* **Description of the task**:
Arrange every line of the records below as a numbered list, skipping blank lines and omitting the pictures.

Entries taken from a collection:
↓

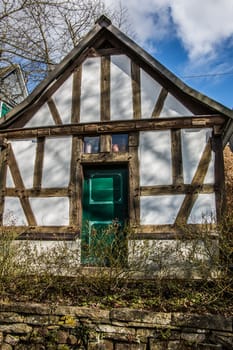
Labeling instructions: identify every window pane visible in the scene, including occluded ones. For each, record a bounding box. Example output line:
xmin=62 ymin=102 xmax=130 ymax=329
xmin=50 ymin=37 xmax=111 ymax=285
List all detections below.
xmin=112 ymin=134 xmax=128 ymax=152
xmin=84 ymin=136 xmax=100 ymax=153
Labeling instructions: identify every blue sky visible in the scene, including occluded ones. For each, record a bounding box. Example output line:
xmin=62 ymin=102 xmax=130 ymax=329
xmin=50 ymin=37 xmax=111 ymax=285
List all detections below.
xmin=104 ymin=0 xmax=233 ymax=108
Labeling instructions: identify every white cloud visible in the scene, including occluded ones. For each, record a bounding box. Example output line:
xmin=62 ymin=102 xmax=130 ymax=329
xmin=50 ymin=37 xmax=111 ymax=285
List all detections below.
xmin=171 ymin=0 xmax=233 ymax=59
xmin=105 ymin=0 xmax=233 ymax=60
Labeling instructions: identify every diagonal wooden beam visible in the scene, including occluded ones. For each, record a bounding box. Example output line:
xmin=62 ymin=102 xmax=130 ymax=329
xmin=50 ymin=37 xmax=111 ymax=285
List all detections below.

↑

* **Response**:
1. Labeling instructions: identify every window pane visible in the scene, including occluded ones. For each, record a bounding box. Example output line:
2. xmin=62 ymin=102 xmax=130 ymax=329
3. xmin=50 ymin=37 xmax=111 ymax=285
4. List all detections below.
5. xmin=112 ymin=134 xmax=128 ymax=152
6. xmin=84 ymin=136 xmax=100 ymax=153
7. Labeling instructions: identify every blue sky visible in the scene, including occluded ones. For each, record a bounding box. Example output line:
8. xmin=62 ymin=102 xmax=130 ymax=329
9. xmin=50 ymin=37 xmax=111 ymax=285
10. List all detections below.
11. xmin=104 ymin=0 xmax=233 ymax=108
12. Labeling instructions: identify every white cloud visible in the scene, including occluded ones. For each, record a bounding box. Example output line:
13. xmin=62 ymin=102 xmax=130 ymax=329
14. xmin=50 ymin=37 xmax=111 ymax=285
15. List all detections below.
16. xmin=171 ymin=0 xmax=233 ymax=59
17. xmin=105 ymin=0 xmax=233 ymax=60
18. Labeling instructions: identify every diagonal wooden beam visible in the scene, including occluded ones. For each, record a bounding box. Example output line:
19. xmin=62 ymin=102 xmax=130 ymax=329
20. xmin=50 ymin=37 xmax=111 ymax=285
21. List all detections below.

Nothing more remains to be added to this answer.